Brief: Reproduce all of the entries below word for word, leaving out the pictures.

## Start Excerpted data

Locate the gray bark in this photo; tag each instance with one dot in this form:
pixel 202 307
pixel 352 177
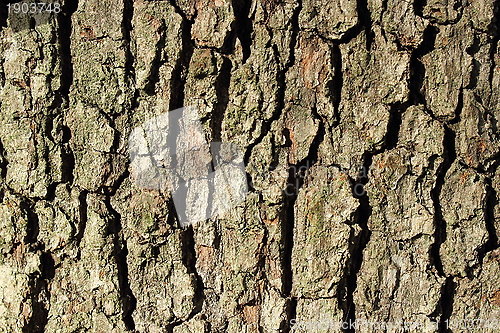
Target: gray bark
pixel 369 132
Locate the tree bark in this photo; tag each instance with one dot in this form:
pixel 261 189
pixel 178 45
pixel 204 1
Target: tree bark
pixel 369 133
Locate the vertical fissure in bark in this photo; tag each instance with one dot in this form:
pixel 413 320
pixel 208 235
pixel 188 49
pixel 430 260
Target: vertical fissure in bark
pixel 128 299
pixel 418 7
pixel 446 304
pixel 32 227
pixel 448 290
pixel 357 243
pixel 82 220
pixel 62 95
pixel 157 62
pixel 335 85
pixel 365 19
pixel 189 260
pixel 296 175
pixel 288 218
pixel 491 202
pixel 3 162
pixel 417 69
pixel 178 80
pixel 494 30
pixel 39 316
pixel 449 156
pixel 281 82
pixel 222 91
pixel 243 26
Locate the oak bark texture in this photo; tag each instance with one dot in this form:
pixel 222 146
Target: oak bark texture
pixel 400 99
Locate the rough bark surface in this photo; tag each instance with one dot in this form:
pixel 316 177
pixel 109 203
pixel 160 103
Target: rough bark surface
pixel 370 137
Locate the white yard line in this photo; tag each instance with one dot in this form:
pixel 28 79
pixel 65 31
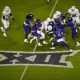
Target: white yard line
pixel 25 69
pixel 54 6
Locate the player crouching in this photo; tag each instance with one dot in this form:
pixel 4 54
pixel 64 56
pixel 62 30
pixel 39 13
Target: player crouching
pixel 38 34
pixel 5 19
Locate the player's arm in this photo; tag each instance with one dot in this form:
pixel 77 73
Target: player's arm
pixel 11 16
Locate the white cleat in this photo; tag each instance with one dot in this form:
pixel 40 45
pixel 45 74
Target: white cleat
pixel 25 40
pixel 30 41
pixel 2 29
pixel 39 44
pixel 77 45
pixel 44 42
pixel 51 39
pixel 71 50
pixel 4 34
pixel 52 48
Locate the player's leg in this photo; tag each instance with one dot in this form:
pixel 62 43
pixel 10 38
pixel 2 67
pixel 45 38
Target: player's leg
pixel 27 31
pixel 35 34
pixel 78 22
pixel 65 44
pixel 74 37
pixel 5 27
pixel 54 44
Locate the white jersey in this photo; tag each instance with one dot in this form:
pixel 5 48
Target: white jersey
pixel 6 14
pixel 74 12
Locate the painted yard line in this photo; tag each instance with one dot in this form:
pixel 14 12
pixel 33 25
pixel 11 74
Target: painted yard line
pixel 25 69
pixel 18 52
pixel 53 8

## End Excerpted data

Task result:
Locate the gray bark in this photo; tag each instance with one dot in this form:
pixel 202 307
pixel 352 177
Target: gray bark
pixel 369 132
Locate the tree bark in this photo; tag each instance with one dot in this form:
pixel 261 189
pixel 178 45
pixel 204 1
Target: tree bark
pixel 369 133
Locate the vertical fissure in bark in this photo; tag each instance with one dot in this form:
pixel 413 320
pixel 208 235
pixel 188 49
pixel 430 260
Target: vertical fissure in bark
pixel 128 299
pixel 418 7
pixel 446 304
pixel 32 227
pixel 448 290
pixel 357 243
pixel 82 220
pixel 62 95
pixel 157 62
pixel 335 85
pixel 365 19
pixel 189 260
pixel 296 175
pixel 288 218
pixel 491 202
pixel 3 162
pixel 417 69
pixel 178 80
pixel 494 30
pixel 39 316
pixel 449 156
pixel 281 82
pixel 222 91
pixel 243 26
Locate the oak bark texture in this photo; tag each instance with one dot in this form:
pixel 222 146
Target: oak bark texture
pixel 400 99
Locate the rough bark surface in this photo; tag each instance with one dot in this form:
pixel 316 177
pixel 109 203
pixel 160 103
Target: rough bark surface
pixel 370 137
Locate the white yard line in this photo; tag each instance with one dot in this form:
pixel 28 79
pixel 65 31
Target: white yard line
pixel 25 69
pixel 54 6
Locate the player crouching in this photo; tag each instance with one dot in this form:
pixel 4 54
pixel 64 56
pixel 62 30
pixel 39 13
Target: player crouching
pixel 38 34
pixel 5 19
Locate the player's arm in this photo; tag each instance with one dot in this form:
pixel 77 73
Target: player's arm
pixel 11 16
Locate the white cleat in this photo; tag each instance with one dot in this form:
pixel 40 45
pixel 45 74
Target: white cleat
pixel 25 40
pixel 30 41
pixel 2 29
pixel 39 44
pixel 77 45
pixel 44 42
pixel 51 39
pixel 71 50
pixel 4 34
pixel 52 48
Locate the player's leg in this photo; tag each instance with one dot in this form:
pixel 62 43
pixel 10 38
pixel 2 67
pixel 45 38
Target: player's leg
pixel 27 31
pixel 35 34
pixel 78 22
pixel 65 44
pixel 74 37
pixel 5 27
pixel 54 44
Locate the white jersey in this photo; tag each instance with one dot in this form:
pixel 5 48
Target: white jersey
pixel 6 14
pixel 74 12
Locate the painted yard line in this photo; tag each instance with one dot in this form:
pixel 14 12
pixel 33 25
pixel 11 74
Target: painted yard line
pixel 25 69
pixel 18 52
pixel 53 8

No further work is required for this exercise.